Hi guys,
Thought of presenting you some interesting stuff. A Verilog character LCD Module…. Okey. You know it’s kinda cool to display characters on your FPGA board’s LCD display rather than always lighting LED s to demonstrate your program output. But using these LCDs aren’t easy as using a DOS prompt (CLI) to show a message using a high level software development language. It takes a fair amount of time to figure out how these things work. So it’s much easy, if you have a sample code. Even though this code is written for a Spartan 3E 1600E FPGA board’s character LCD (16×2), you can customize this code easily for any other LCD because the code is quite simple and clear. Having the code alone doesn’t make any sense to you, you should first understand how these character LCDs work. Also it is very important for you to understand about how to write a Verilog LCD module from the beginning. So then the process of editing this sample code becomes very easy. So please follow the steps.

Module Specs :

Originally written for : Spartan 3E 1600E FPGA development board (but easily configurable with any other board).

LCD Display Controller : Sitronix ST7066U

FPGA to LCD Controller interface type : 8 bit interface

LCD Display size : 16×2

link : Download Verilog Character LCD Driver Module

If you are new to the topic please follow the rest of the article.

So OK, How to start writing a Verilog character LCD controller Module?

First, you should thoroughly read your FPGA board’s manual’s chapter for “Character LCD Screen”. Seriously… But when you start to read it, you might feel that it is a mess at the beginning. So please note down the following points before reading it.

LCD Display basically has 2 components

16×2 LCD with controller

The dumb display: which display the characters according to the signals received from the LCD Display Controller.

LCD Display Controller: This is like the brain of the LCD Display. It writes the characters to the display, it can clear all the characters out, it can shift the displaying characters, it can move the cursor of the display, etc.

= = = = = = =

### PROMPT A
Write out the part of the Verilog LCD post that opens with the words containing "LCD Display basically" and closes with "the display, etc.".

= = = = = = =

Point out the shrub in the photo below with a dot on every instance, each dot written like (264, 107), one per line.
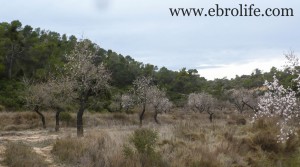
(65, 117)
(22, 155)
(143, 152)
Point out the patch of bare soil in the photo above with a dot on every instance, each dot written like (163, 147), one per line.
(40, 140)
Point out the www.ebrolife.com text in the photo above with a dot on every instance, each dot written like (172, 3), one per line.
(241, 10)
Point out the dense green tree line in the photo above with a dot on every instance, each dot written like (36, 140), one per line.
(27, 52)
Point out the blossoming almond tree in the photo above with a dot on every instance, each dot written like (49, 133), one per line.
(88, 78)
(142, 87)
(281, 102)
(159, 101)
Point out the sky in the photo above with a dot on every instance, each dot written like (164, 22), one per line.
(144, 29)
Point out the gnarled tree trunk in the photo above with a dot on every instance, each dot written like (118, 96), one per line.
(142, 114)
(36, 109)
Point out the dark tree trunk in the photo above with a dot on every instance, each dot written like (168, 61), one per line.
(36, 109)
(142, 114)
(57, 120)
(155, 117)
(210, 116)
(80, 121)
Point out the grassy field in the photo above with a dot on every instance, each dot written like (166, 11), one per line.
(116, 139)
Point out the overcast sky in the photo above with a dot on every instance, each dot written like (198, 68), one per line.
(144, 29)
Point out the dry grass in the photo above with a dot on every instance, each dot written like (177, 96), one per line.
(184, 139)
(22, 155)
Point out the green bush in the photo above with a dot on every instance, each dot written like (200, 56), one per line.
(142, 152)
(65, 117)
(11, 94)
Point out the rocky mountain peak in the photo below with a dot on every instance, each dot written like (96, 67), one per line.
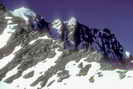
(32, 59)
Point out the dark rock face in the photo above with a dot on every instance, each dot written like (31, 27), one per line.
(41, 51)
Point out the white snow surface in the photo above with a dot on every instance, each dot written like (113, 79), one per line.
(4, 61)
(7, 33)
(22, 83)
(24, 13)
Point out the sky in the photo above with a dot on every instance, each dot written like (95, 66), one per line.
(117, 15)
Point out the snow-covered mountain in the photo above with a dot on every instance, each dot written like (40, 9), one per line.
(33, 60)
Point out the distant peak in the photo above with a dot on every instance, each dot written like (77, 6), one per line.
(72, 21)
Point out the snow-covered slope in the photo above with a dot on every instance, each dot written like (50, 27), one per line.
(33, 60)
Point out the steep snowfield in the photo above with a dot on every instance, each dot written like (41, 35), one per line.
(33, 60)
(22, 13)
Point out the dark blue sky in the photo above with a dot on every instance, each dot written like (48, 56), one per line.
(116, 15)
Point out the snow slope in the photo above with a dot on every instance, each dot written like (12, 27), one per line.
(33, 60)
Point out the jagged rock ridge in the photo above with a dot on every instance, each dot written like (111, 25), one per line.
(32, 60)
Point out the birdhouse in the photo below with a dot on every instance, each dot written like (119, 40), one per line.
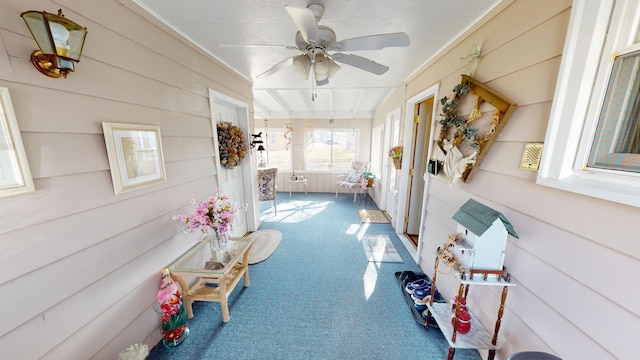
(484, 237)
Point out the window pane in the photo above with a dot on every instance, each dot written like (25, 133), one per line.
(330, 149)
(343, 148)
(277, 155)
(616, 142)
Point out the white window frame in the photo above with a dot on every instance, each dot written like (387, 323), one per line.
(582, 80)
(356, 133)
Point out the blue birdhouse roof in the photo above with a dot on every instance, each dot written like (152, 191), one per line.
(478, 218)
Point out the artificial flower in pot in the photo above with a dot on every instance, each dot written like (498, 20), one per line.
(213, 219)
(395, 153)
(369, 176)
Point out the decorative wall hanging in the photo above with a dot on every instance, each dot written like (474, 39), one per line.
(461, 145)
(231, 144)
(287, 135)
(15, 176)
(135, 156)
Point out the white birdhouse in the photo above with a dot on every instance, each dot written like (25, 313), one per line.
(485, 234)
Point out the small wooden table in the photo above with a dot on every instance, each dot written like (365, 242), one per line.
(206, 275)
(304, 181)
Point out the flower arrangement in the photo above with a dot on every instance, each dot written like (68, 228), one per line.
(231, 144)
(395, 152)
(368, 175)
(366, 179)
(215, 213)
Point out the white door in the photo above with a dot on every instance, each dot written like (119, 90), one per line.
(393, 139)
(231, 181)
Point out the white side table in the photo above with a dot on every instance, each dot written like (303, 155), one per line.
(304, 181)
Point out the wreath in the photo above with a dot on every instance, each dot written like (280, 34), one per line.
(231, 144)
(450, 117)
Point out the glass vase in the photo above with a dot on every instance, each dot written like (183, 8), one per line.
(217, 241)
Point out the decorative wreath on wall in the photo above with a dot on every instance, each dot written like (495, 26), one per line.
(231, 144)
(462, 146)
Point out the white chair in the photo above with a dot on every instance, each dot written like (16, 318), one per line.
(267, 186)
(353, 181)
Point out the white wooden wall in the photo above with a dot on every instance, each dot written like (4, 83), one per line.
(79, 266)
(577, 258)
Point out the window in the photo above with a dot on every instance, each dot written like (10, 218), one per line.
(591, 146)
(615, 144)
(330, 149)
(277, 154)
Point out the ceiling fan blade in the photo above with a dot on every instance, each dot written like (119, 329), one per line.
(305, 20)
(288, 47)
(372, 42)
(277, 67)
(360, 62)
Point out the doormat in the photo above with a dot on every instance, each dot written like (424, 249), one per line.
(379, 248)
(373, 216)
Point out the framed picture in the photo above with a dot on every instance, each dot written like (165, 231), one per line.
(135, 156)
(15, 176)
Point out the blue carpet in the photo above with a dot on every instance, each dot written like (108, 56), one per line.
(316, 297)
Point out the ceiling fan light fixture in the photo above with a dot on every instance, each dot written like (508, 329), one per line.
(302, 65)
(324, 68)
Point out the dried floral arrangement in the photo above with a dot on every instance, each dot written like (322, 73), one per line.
(232, 145)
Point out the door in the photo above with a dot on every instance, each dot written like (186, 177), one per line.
(422, 124)
(231, 181)
(392, 139)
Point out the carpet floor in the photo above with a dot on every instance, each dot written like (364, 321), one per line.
(316, 297)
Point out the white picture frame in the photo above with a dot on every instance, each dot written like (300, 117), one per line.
(15, 176)
(135, 156)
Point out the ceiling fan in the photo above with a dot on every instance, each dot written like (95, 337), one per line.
(321, 51)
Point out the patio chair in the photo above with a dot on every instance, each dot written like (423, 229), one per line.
(353, 180)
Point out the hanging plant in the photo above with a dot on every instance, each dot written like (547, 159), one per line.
(231, 144)
(450, 117)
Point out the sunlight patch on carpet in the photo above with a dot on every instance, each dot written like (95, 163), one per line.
(379, 248)
(373, 216)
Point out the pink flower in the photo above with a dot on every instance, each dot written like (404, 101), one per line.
(216, 213)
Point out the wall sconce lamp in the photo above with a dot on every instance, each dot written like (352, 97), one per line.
(60, 41)
(257, 140)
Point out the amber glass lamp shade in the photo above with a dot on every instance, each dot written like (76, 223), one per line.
(60, 41)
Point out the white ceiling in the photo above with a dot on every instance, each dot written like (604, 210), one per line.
(351, 93)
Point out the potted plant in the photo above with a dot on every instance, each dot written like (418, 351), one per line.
(395, 153)
(369, 176)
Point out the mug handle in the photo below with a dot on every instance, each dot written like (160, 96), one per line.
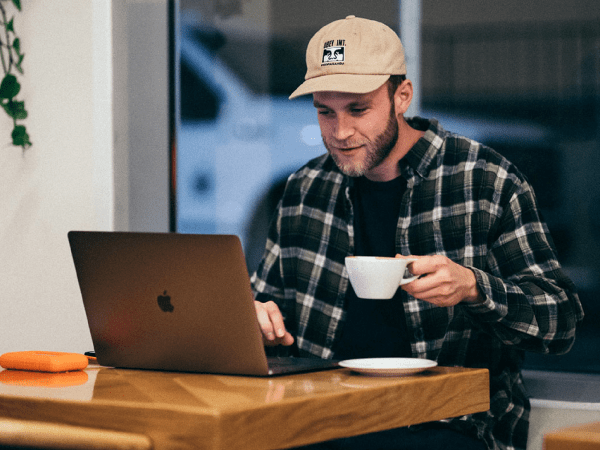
(412, 278)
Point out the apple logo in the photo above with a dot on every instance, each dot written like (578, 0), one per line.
(164, 302)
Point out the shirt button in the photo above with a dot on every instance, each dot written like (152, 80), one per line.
(419, 335)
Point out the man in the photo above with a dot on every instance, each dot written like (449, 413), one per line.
(489, 288)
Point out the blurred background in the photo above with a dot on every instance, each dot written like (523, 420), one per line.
(520, 76)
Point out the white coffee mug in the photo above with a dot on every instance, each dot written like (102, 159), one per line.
(376, 277)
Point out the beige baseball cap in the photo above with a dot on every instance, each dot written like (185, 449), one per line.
(351, 55)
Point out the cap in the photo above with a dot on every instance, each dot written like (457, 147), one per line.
(352, 55)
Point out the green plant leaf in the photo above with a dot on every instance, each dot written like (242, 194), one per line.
(9, 87)
(18, 64)
(20, 136)
(16, 110)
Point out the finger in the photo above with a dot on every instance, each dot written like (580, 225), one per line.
(276, 318)
(264, 321)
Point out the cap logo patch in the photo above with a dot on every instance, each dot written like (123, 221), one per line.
(333, 52)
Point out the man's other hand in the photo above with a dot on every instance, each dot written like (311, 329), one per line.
(271, 324)
(441, 281)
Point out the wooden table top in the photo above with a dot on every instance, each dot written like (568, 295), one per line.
(184, 410)
(577, 437)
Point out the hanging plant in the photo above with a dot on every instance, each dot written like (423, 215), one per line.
(12, 58)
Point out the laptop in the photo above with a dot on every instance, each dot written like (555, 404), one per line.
(174, 302)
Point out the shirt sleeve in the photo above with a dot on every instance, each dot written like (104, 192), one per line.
(528, 300)
(267, 281)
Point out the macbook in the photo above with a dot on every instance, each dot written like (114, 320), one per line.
(175, 302)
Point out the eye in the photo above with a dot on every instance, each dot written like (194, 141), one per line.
(358, 110)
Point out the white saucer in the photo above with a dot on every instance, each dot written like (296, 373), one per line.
(390, 367)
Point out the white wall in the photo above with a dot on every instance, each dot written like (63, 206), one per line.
(87, 125)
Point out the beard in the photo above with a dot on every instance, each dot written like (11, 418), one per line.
(376, 151)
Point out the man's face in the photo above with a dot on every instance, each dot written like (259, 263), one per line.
(358, 130)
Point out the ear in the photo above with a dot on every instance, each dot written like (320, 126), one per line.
(403, 97)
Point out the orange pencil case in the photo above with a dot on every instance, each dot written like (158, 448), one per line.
(40, 361)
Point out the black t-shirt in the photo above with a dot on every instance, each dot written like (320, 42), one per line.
(375, 328)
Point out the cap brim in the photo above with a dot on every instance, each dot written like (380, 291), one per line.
(352, 83)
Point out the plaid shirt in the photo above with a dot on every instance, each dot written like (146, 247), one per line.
(464, 201)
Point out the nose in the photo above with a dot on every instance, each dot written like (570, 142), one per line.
(343, 127)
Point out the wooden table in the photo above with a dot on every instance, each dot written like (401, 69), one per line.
(184, 411)
(578, 437)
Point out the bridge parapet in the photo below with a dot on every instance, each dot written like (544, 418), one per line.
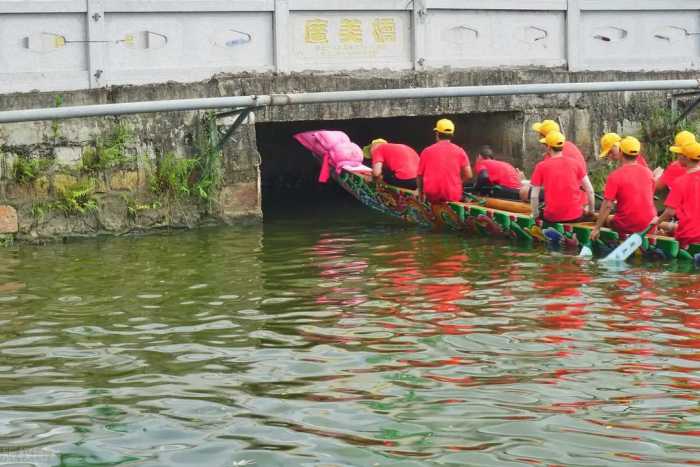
(79, 44)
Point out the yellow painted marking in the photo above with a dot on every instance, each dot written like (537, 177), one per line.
(316, 31)
(384, 30)
(350, 31)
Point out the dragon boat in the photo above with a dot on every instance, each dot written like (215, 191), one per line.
(495, 217)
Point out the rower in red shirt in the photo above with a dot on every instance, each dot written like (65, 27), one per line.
(395, 164)
(561, 179)
(496, 178)
(675, 169)
(684, 199)
(443, 168)
(610, 149)
(570, 151)
(631, 186)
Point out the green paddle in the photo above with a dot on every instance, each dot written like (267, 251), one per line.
(629, 246)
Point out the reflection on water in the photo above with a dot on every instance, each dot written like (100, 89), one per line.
(339, 338)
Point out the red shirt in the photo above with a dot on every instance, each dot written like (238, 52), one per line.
(571, 151)
(672, 172)
(632, 186)
(561, 178)
(500, 173)
(684, 198)
(643, 162)
(399, 158)
(441, 168)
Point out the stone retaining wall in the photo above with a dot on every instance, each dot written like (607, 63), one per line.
(125, 202)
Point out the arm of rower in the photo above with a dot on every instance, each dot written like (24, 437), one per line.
(605, 209)
(667, 215)
(659, 185)
(589, 192)
(535, 202)
(466, 173)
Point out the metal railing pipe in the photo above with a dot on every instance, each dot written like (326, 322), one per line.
(102, 110)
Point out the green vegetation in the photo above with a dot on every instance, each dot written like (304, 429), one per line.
(658, 131)
(199, 176)
(208, 146)
(76, 198)
(133, 207)
(7, 240)
(25, 170)
(172, 176)
(599, 174)
(109, 152)
(40, 209)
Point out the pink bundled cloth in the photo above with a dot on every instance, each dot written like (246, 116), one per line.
(336, 149)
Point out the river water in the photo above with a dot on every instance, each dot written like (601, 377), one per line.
(331, 336)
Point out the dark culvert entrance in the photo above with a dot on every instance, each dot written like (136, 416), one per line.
(290, 172)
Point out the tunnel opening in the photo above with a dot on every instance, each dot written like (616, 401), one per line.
(289, 173)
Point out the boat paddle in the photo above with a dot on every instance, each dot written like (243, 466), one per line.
(586, 251)
(629, 246)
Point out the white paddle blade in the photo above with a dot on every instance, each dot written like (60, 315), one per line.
(625, 249)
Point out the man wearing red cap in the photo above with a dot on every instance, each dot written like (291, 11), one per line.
(443, 168)
(631, 186)
(561, 179)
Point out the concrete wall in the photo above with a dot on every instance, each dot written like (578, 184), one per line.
(504, 122)
(55, 45)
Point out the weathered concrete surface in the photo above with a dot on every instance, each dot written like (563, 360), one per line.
(8, 220)
(503, 122)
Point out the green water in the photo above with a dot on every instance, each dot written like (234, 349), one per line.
(336, 337)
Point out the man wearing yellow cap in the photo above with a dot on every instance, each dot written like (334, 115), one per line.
(444, 167)
(569, 150)
(610, 149)
(395, 164)
(683, 201)
(675, 169)
(561, 179)
(631, 186)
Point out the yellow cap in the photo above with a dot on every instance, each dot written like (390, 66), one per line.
(630, 146)
(554, 139)
(546, 126)
(607, 142)
(692, 151)
(682, 138)
(445, 126)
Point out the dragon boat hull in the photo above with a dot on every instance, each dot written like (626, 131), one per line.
(497, 218)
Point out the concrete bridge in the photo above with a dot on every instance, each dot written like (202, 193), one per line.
(71, 52)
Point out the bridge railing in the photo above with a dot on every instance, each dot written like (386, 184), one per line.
(76, 44)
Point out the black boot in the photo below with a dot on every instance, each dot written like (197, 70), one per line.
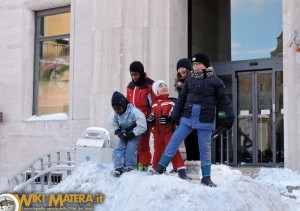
(207, 181)
(117, 172)
(160, 169)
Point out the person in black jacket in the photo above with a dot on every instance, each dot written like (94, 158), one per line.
(184, 67)
(196, 109)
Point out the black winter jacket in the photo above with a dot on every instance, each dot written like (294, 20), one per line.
(206, 92)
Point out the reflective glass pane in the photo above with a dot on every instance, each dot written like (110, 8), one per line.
(279, 117)
(264, 118)
(245, 120)
(54, 77)
(256, 29)
(55, 25)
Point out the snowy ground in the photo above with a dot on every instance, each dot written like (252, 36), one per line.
(139, 191)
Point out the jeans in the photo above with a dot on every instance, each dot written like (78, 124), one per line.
(125, 153)
(204, 142)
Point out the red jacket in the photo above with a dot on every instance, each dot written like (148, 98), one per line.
(142, 96)
(162, 107)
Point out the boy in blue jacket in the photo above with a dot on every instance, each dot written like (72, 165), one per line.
(128, 123)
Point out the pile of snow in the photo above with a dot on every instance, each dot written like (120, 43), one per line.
(140, 191)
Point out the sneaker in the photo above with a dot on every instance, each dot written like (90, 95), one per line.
(181, 172)
(118, 172)
(207, 181)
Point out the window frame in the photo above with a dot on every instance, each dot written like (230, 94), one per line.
(37, 40)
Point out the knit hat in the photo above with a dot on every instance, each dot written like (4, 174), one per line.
(202, 58)
(137, 66)
(155, 86)
(119, 99)
(184, 62)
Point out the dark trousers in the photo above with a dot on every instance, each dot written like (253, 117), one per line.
(191, 146)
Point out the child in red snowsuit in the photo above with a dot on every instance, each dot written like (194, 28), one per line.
(140, 94)
(159, 119)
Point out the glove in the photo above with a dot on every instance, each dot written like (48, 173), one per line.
(174, 121)
(129, 136)
(117, 131)
(164, 119)
(229, 122)
(122, 134)
(150, 118)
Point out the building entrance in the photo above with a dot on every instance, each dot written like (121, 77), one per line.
(255, 87)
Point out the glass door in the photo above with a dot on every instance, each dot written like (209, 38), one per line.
(260, 117)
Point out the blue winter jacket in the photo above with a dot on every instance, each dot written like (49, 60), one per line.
(206, 92)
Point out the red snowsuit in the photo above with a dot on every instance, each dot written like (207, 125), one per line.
(142, 97)
(162, 133)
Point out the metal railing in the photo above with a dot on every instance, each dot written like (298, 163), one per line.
(223, 135)
(41, 169)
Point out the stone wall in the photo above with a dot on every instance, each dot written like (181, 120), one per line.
(106, 36)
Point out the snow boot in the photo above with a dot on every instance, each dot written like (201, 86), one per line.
(117, 172)
(160, 169)
(128, 168)
(193, 169)
(207, 181)
(181, 172)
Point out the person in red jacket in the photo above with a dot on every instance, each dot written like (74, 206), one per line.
(159, 119)
(140, 94)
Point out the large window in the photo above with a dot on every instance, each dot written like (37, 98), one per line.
(256, 29)
(52, 59)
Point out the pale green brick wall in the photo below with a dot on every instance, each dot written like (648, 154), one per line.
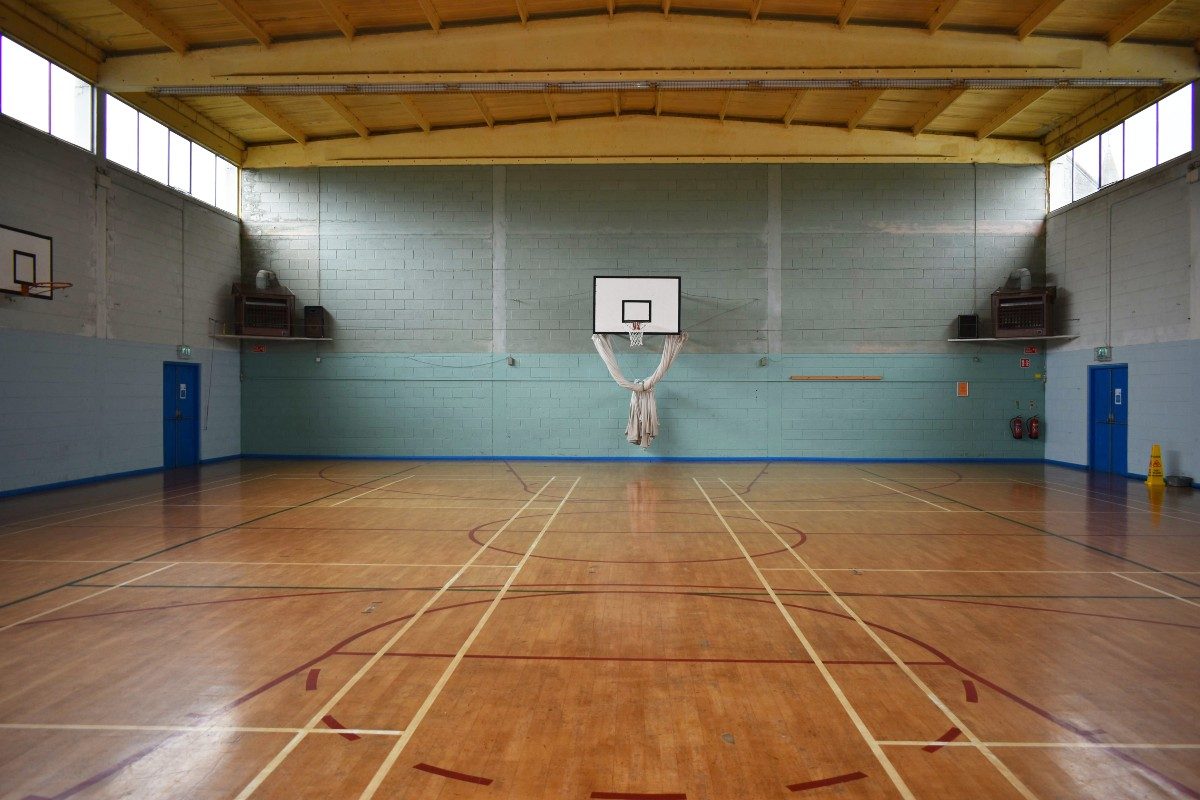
(874, 263)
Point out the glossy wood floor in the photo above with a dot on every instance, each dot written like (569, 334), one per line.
(601, 630)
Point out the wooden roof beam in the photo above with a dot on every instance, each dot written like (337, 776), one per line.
(1038, 17)
(139, 13)
(334, 12)
(943, 11)
(1135, 20)
(793, 108)
(276, 119)
(431, 13)
(484, 110)
(847, 10)
(871, 98)
(347, 114)
(937, 110)
(415, 113)
(999, 121)
(247, 22)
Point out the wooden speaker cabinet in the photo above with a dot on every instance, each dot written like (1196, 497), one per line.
(1023, 313)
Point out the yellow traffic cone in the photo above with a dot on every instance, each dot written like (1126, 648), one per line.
(1155, 471)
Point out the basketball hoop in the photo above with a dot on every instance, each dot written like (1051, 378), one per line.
(635, 334)
(42, 288)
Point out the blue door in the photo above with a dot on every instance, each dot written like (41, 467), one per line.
(180, 414)
(1108, 419)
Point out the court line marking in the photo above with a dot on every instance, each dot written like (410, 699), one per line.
(431, 698)
(399, 480)
(95, 594)
(1162, 591)
(265, 773)
(847, 707)
(186, 728)
(136, 505)
(1049, 745)
(1017, 783)
(887, 487)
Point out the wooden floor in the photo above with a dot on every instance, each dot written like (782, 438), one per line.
(601, 630)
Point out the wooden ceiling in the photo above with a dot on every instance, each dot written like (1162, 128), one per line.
(322, 82)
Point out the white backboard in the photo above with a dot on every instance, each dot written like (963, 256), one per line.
(619, 300)
(25, 258)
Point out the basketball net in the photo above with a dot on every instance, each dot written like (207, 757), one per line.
(635, 334)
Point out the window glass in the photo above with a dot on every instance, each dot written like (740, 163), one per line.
(180, 157)
(120, 133)
(24, 85)
(1175, 125)
(1113, 156)
(1086, 174)
(227, 186)
(1141, 140)
(203, 175)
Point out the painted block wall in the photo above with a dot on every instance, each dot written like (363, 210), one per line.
(433, 276)
(81, 376)
(1125, 259)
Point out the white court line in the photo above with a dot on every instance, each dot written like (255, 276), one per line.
(136, 505)
(893, 489)
(399, 747)
(1017, 783)
(1182, 600)
(863, 731)
(187, 728)
(399, 480)
(95, 594)
(1048, 745)
(265, 773)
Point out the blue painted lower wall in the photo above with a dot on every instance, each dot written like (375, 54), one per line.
(709, 405)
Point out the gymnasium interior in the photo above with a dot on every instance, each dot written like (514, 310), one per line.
(699, 400)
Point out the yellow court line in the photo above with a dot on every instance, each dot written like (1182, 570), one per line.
(847, 707)
(250, 788)
(1182, 600)
(95, 594)
(904, 667)
(399, 747)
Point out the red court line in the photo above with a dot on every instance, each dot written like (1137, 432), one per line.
(453, 775)
(828, 781)
(949, 735)
(337, 726)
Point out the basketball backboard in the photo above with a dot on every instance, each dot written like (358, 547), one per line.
(651, 301)
(25, 259)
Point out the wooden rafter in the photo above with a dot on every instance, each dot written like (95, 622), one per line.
(339, 17)
(414, 112)
(347, 114)
(847, 10)
(431, 13)
(1039, 16)
(247, 22)
(943, 10)
(484, 110)
(871, 98)
(937, 110)
(793, 108)
(997, 121)
(1135, 20)
(139, 13)
(276, 118)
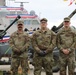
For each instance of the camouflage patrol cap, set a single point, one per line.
(43, 19)
(20, 22)
(67, 19)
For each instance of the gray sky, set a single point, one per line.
(53, 10)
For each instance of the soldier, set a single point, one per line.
(66, 43)
(19, 42)
(43, 41)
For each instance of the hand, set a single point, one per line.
(65, 51)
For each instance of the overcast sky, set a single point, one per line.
(53, 10)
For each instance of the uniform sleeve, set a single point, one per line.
(74, 42)
(11, 43)
(27, 44)
(52, 43)
(34, 43)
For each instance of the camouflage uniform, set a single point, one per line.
(19, 41)
(43, 41)
(66, 40)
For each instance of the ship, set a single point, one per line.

= = = = = = =

### PROMPT B
State only the number of lines in the listing above that contain the word "overcast".

### COMPLETE RESPONSE A
LCD Display basically has 2 components

16×2 LCD with controller

The dumb display: which display the characters according to the signals received from the LCD Display Controller.

LCD Display Controller: This is like the brain of the LCD Display. It writes the characters to the display, it can clear all the characters out, it can shift the displaying characters, it can move the cursor of the display, etc.

### COMPLETE RESPONSE B
2